--- START ---

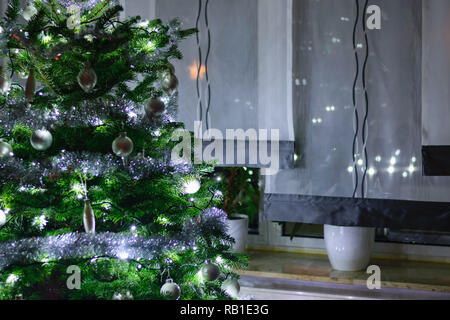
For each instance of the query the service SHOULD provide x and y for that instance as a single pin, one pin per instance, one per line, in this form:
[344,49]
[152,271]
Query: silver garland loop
[120,246]
[90,164]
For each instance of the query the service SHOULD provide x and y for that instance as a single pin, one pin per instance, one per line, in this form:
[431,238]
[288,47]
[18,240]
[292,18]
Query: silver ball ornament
[29,12]
[41,140]
[87,78]
[123,146]
[210,271]
[169,82]
[154,107]
[5,149]
[170,290]
[231,287]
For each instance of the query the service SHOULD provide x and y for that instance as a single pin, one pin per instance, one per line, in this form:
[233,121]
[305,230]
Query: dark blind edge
[377,213]
[436,161]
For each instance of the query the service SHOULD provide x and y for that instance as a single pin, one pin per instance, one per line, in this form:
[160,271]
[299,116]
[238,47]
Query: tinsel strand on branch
[121,246]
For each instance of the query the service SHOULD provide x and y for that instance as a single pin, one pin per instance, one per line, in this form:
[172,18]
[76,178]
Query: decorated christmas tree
[92,206]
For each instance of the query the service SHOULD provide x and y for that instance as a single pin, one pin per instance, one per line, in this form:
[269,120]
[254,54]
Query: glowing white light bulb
[393,161]
[123,255]
[12,278]
[191,186]
[219,260]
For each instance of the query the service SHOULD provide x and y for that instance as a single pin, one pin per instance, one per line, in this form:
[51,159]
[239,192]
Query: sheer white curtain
[248,64]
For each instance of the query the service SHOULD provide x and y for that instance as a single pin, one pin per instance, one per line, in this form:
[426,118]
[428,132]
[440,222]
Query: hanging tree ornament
[169,81]
[123,146]
[87,78]
[210,271]
[170,290]
[5,149]
[41,140]
[154,107]
[231,287]
[74,20]
[30,87]
[2,218]
[29,11]
[88,218]
[5,80]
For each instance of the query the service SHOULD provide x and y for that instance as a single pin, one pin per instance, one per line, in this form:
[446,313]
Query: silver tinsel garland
[120,246]
[91,113]
[88,164]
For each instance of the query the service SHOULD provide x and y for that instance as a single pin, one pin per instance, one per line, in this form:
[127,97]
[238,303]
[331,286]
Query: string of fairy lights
[91,245]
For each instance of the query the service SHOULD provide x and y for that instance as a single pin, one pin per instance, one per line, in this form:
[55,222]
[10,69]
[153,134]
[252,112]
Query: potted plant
[240,201]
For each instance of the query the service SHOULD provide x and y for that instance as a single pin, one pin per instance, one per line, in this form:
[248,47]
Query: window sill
[295,276]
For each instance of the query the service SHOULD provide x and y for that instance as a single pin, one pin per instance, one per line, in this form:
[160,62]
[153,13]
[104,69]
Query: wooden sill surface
[398,274]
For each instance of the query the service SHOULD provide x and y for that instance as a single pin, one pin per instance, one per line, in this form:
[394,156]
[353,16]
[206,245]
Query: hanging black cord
[364,130]
[199,59]
[356,117]
[206,65]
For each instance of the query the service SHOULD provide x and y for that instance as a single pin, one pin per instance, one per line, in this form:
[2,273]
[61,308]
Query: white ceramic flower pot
[238,229]
[349,248]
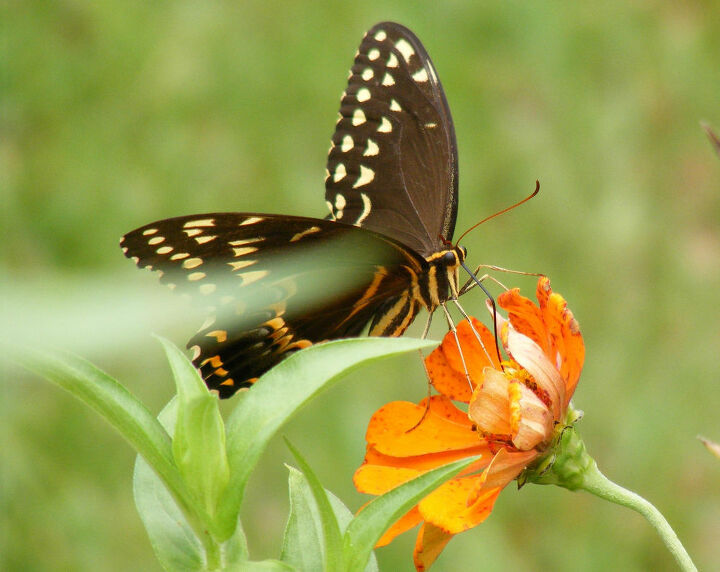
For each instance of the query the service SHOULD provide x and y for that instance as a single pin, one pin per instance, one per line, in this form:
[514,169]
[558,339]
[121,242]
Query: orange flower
[512,414]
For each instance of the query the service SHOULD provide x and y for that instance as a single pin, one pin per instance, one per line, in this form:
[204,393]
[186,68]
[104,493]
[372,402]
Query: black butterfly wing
[392,166]
[272,284]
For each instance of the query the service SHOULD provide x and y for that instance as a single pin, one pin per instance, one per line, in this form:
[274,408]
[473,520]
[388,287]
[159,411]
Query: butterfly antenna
[535,192]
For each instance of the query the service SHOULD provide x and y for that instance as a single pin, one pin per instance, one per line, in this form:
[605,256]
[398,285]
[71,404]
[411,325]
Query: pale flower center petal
[530,356]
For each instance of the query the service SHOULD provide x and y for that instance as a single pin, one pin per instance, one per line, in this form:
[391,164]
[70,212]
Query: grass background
[115,114]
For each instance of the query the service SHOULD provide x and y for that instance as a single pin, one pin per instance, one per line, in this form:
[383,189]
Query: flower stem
[598,484]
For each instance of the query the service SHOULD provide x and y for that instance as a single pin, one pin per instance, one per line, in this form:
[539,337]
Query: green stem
[598,484]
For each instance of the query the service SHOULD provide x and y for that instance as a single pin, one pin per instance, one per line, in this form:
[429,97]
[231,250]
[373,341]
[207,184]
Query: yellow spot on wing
[385,126]
[243,241]
[199,222]
[252,220]
[420,75]
[250,277]
[241,264]
[243,251]
[192,263]
[219,335]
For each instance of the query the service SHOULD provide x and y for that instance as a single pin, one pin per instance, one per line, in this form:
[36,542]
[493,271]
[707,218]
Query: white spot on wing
[372,149]
[358,117]
[347,144]
[363,94]
[366,176]
[404,47]
[420,75]
[340,172]
[367,207]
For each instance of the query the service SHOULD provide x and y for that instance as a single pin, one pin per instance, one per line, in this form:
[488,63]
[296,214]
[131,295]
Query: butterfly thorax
[428,289]
[442,280]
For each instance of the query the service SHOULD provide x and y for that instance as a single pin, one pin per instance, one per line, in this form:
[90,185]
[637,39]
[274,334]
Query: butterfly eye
[449,257]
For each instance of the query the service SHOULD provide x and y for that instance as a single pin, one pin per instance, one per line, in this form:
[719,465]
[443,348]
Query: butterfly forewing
[392,166]
[271,283]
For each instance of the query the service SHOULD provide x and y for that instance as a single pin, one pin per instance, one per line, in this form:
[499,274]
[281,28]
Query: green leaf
[265,566]
[199,440]
[301,542]
[322,525]
[174,541]
[369,525]
[117,406]
[280,393]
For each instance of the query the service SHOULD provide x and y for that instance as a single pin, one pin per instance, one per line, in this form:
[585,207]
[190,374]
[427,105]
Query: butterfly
[273,284]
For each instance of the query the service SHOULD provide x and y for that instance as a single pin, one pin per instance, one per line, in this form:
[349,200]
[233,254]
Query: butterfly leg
[471,281]
[476,333]
[453,329]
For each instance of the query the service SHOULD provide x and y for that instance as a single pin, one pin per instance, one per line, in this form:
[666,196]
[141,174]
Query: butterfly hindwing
[271,283]
[392,166]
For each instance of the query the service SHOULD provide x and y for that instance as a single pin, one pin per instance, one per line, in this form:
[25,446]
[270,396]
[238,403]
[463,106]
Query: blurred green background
[115,114]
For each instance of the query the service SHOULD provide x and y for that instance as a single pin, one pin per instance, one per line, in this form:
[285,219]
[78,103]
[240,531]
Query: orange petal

--- END ---

Exercise — Leave the images out, please, and restate each line word for word.

The output —
For each instance of the query the service SHOULD provide x and y for that instance as a single pin, one pin per instance, one per line, in this form:
[344,49]
[152,271]
Query: silver garland loop
[120,246]
[90,164]
For each instance of the query the service SHOULD provide x and y for that instance as a single pin, one pin per instance, one per line, in this form:
[431,238]
[288,47]
[18,240]
[292,18]
Query: silver ball ornament
[29,12]
[41,140]
[87,78]
[123,146]
[210,271]
[169,82]
[154,107]
[5,149]
[170,290]
[231,287]
For each instance of the query the service SHOULD provide x and y for that instance as a single pin, one pin per instance, one per line, in this form:
[233,121]
[305,230]
Query: dark blind edge
[377,213]
[436,161]
For each instance of the query the service SHOULD provide x and y for that instance as a single pin, one pin per instance, one per line, in this form:
[160,271]
[299,116]
[238,47]
Query: tinsel strand on branch
[121,246]
For each instance of the query the service SHOULD provide x and y for that instance as a single pin, one pin per instance, one per line, in this form:
[172,18]
[76,178]
Query: decorated christmas tree
[92,206]
For each instance of the query the service SHOULD provide x and y for that instance as a single pin, one pin per instance, one per line, in this form:
[269,120]
[254,54]
Query: glowing white light bulb
[393,161]
[123,255]
[12,278]
[191,186]
[219,260]
For each instance of the query the service SHOULD provide x and y for that instance as a single pin, one pin per instance, one per line, in this form:
[51,159]
[239,192]
Query: sheer white curtain
[248,64]
For each instance of the query the service SHOULD provide x and y for that instance as a single pin, one pin per instance, one per line, in this form:
[426,118]
[428,132]
[440,222]
Query: hanging tree ornament
[169,81]
[123,146]
[87,78]
[210,271]
[170,290]
[5,149]
[41,140]
[154,107]
[231,287]
[74,20]
[30,87]
[2,218]
[29,11]
[88,218]
[5,80]
For each instance of the query the service SHOULD provide x and y for that instance as a single pin, one pin per instance, one per line, in this form:
[446,313]
Query: silver tinsel garland
[120,246]
[91,113]
[88,164]
For each instance of the query the service SHOULD provide x and y for that instance as a single pin, one pin per instance, one per line, in this form:
[127,97]
[238,303]
[331,286]
Query: string of fairy lights
[91,245]
For each instance of the query the service SHOULD provide x and y for that instance as a single pin, one pin per instance, one per line, in this form:
[55,222]
[10,69]
[153,134]
[252,112]
Query: potted plant
[240,201]
For each instance of the query the service SHOULD provide x and y for that instance as a single pin, one pin per instance, one per line, in this form:
[248,47]
Query: window sill
[295,276]
For each instance of the query the service SHOULD provide x and y for that instance as a single pin, one pin per instance, one per line, in this form:
[160,62]
[153,13]
[104,69]
Query: wooden sill surface
[398,274]
For each instance of the query the service SHOULD provide x and y for that instance as a single pin, one pin per instance, one per line, in this form:
[394,156]
[353,16]
[206,245]
Query: hanging black cord
[364,130]
[199,59]
[356,117]
[206,65]
For each instance of the query the service SHOULD provide x and y for that instance as a single pin, one pin per instance, one per line, in this form:
[2,273]
[61,308]
Query: white ceramic flower pot
[238,229]
[349,248]
For each instance of the query the service SHOULD provide x and y for that instance as a single pin, one pin per instance, one per line, in this form:
[514,169]
[558,339]
[121,242]
Query: orange flower
[512,414]
For each instance of the query the service SHOULD provide x and y for that instance as a single pin, one pin per instance, one per line, in this form:
[204,393]
[186,68]
[104,493]
[372,402]
Query: black butterfly wing
[392,166]
[272,284]
For each instance of the query the service SHOULD provide x and y for that instance as a single pin, one pin per instance, one per line, in this form:
[274,408]
[473,520]
[388,287]
[159,411]
Query: butterfly antenna
[535,192]
For each instance of the query the service SHOULD provide x and y for that instance as a single pin, one pin per instance, one per line, in this form:
[605,256]
[398,285]
[71,404]
[411,325]
Query: pale flower center petal
[530,356]
For each instance of the query the service SHOULD provide x and y for that instance as a single pin, one pin per instance, one per line, in this form:
[391,164]
[70,212]
Query: grass background
[115,114]
For each instance of the query the service SHOULD provide x and y for that instance as a single pin, one pin per instance, one per line, in this form:
[383,189]
Query: flower stem
[598,484]
For each instance of the query the service SHOULD provide x and y for that instance as a single pin, one pin per instance, one per line, in this form:
[539,337]
Query: green stem
[598,484]
For each instance of the query the service SHOULD provide x and y for that instance as a single pin, one pin per instance, one per line, in this form:
[429,97]
[231,250]
[373,341]
[207,184]
Query: yellow spot on wing
[385,126]
[243,241]
[199,222]
[252,220]
[420,75]
[250,277]
[241,264]
[243,251]
[192,263]
[219,335]
For each instance of the query the service SHOULD provide x and y for that instance as a single pin, one pin per instance, one per line, in this form:
[36,542]
[493,271]
[707,218]
Query: white spot on wing
[372,149]
[358,117]
[347,144]
[363,94]
[366,176]
[404,47]
[420,75]
[340,172]
[367,207]
For each instance of the query the service SHOULD provide x and y for that instance as a single pin, one pin per instance, one per line, in this form:
[488,63]
[296,214]
[131,295]
Query: butterfly thorax
[428,289]
[442,280]
For each instance of the query the service SHOULD provide x and y for that instance as a single pin, one pin per instance, one per line, in this form:
[90,185]
[637,39]
[274,334]
Query: butterfly eye
[449,257]
For each instance of the query the service SHOULD provide x and y for that instance as a single pin, one pin per instance, one per line, in this form:
[719,465]
[443,348]
Query: butterfly forewing
[392,166]
[271,283]
For each instance of the query the service SHOULD provide x and y for that instance as a single pin, one pin per instance, one per line, in this form:
[499,274]
[281,28]
Query: green leaf
[265,566]
[199,440]
[301,542]
[322,525]
[174,541]
[369,525]
[117,406]
[280,393]
For each instance of the query the service SHOULD provide x and y for that instance as a single pin, one pin per instance, one per line, in this form:
[585,207]
[190,374]
[427,105]
Query: butterfly
[273,284]
For each instance of the query the service SHOULD provide x and y for that instance as a single pin, one pin per instance, one per line, in this form:
[349,200]
[233,254]
Query: butterfly leg
[471,281]
[476,333]
[453,329]
For each instance of the query the service SHOULD provide x and y for that instance as a single pin, one pin per instance, one per line, in this form:
[666,196]
[141,174]
Query: butterfly hindwing
[271,283]
[392,166]
For each instance of the query the service SHOULD provide x and y for that instance as a single pin, one pin per instance, one per line, in this form:
[25,446]
[270,396]
[238,403]
[463,106]
Query: blurred green background
[115,114]
For each instance of the query the service SHOULD provide x and y for that instance as a single pin, one pin per instance, one per line, in this form:
[285,219]
[78,103]
[240,531]
Query: orange petal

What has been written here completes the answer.